**Given text**

::::::::::

Cue a nonsensical MC comment about an imaginary silent 2/3rds majority ( who are in actual fact not pro!)
Last of the summer whine?
Actually Waffle, the more who attended the march the more successful the sentences have been! If they are marching through Preston then they have been “decoyed” away from the sites, and the contractors. Come on, do engage the grey cells.
“There are those that “do” and those that talk about “doing””. Indeed there are Waffle. There are those who say “Hold strong. We applaud you” who were indicating not long ago that breaching an injunction would be unlikely to gain too great a punishment and were cautioned that was dangerous as sentences sometimes operate to deter copy cat crimes. Perhaps you should take a look at the anti exciters and question whether their suggestions really are that helpful to those that end up “doing” time.
Waffle to spare you the tedium the abridged version of that reply “No I cannot post a picture of a profrack meeting with hundreds of people in attendance, mainly because they usually take place in a phone box”
Pro frack meeting…..
Fair point Paul! As your picture perfectly illustrates just those with a vested interest. Not a single member of the wider general public in shot. Thanks for making my point so beautifully.
Well at least it’s red, like a phone box…..
Also demonstrates the none industrialisation of the countryside to a tee. What side are you on again?
Martin, folk are a lot smarter that you give them credit for. They have used their grey cells and it is you who and others who have fallen for the ‘decoy’. You will have to take my word for that for the time being. By the way, both the well site and the Courts are policed by the same force. They too will have been dragged away by the ‘decoy’. Elementary, Mon Ami. Have a nice evening.

::::::::::

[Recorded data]
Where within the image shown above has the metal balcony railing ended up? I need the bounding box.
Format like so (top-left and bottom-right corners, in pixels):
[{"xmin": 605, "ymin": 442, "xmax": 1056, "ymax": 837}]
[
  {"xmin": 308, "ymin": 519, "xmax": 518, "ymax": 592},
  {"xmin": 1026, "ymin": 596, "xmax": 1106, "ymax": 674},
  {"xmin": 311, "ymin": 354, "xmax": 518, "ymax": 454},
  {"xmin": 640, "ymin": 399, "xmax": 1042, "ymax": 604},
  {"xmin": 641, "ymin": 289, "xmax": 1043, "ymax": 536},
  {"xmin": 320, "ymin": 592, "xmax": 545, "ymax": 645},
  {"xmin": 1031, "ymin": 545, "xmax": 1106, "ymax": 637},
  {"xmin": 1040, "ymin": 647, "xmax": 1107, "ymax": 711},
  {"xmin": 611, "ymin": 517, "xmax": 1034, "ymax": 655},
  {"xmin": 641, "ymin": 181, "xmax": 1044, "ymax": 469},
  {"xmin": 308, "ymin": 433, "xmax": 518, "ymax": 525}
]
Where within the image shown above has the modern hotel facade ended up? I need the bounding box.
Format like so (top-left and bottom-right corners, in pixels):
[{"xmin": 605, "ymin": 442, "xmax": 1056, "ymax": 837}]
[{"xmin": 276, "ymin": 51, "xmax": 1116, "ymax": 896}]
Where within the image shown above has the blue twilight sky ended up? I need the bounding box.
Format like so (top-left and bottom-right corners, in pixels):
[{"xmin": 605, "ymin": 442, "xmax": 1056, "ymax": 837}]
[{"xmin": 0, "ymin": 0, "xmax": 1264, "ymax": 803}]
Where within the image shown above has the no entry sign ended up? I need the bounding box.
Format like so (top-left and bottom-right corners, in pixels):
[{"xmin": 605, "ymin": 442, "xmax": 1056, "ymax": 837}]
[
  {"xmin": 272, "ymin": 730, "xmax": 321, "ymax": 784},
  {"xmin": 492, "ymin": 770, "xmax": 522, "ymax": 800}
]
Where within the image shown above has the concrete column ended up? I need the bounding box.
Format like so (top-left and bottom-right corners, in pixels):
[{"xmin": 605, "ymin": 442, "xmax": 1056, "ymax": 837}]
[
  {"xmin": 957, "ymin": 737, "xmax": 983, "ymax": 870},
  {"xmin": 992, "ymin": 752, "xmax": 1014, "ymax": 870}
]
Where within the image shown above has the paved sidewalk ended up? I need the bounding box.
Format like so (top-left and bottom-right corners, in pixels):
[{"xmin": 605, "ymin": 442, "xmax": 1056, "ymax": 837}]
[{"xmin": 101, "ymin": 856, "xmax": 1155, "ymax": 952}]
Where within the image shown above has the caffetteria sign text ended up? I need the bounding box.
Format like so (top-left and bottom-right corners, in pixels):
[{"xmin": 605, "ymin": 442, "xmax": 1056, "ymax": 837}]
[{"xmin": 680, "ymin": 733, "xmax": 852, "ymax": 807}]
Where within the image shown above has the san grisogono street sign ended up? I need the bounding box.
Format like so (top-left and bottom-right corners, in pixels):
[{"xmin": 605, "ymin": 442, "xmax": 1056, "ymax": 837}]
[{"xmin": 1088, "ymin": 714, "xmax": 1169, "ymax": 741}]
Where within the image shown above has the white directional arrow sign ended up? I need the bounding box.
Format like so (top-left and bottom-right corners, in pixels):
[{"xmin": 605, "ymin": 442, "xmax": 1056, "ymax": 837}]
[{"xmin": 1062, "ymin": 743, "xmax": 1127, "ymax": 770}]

::::::::::

**Using the information**
a. In the comment thread on fracking protests, rewrite the comment beginning "“There are those that “do”" as a shorter paragraph that keeps its main points.
b. Decide whether each statement agrees with the comment thread on fracking protests. Answer yes or no for each and quote the words from the thread that decide it.
(i) The comment beginning "Martin, folk are a lot smarter" says the well site and the Courts are policed by the same force.
(ii) The comment beginning "Fair point Paul!" says the picture shows members of the wider general public.
(iii) The comment beginning "Actually Waffle" says that people marching through Preston have been drawn away from the sites and the contractors.
c. Continue the comment thread on fracking protests from where it stops.
The records are not needed for this work.

**Task responses**
a. The writer agrees with Waffle that some people "do" and others only talk about it. Those now saying "Hold strong. We applaud you" had recently suggested that breaching an injunction would probably not bring a heavy punishment. They were warned that this was dangerous, since sentences sometimes serve to deter copycat crimes. The writer suggests Waffle look at the anti exciters and ask whether their advice really helps those who end up "doing" time.

b.
(i) Yes: "both the well site and the Courts are policed by the same force."
(ii) No: "Not a single member of the wider general public in shot."
(iii) Yes: "If they are marching through Preston then they have been “decoyed” away from the sites, and the contractors."

c.
Not elementary at all Waffle. I thought this “crowd” came from far and wide???? There are other sites around the country. DOHH!
Nope, not a lot of grey cells being used.
Why would anyone who wants to see the results of test fracking be protesting, or rallying? The process continues to be authorised, the tests will start shortly. We are quite comfortable that results will emerge when they emerge. If they are successful you may not like to see the backlash from the silent majority once they have proof that they have been conned. Ear plugs may be required if repeat marches are planned for Preston following that result. So, best to get it done with prior to that.
Now this, is the proper use of an injunction:
Food for future thought should it become necessary here
This is David Kesteven’s Fracking Farmhouse view on the appointment of the shale gas commissioner Natascha Engel:
Two suggestions for commissions for the shale gas commissioner Natasha Engel.
I would suggest an interview with Ruth Hayhurst of Drill or Drop and also with your former constituent David Kesteven, and perhaps published on the internet.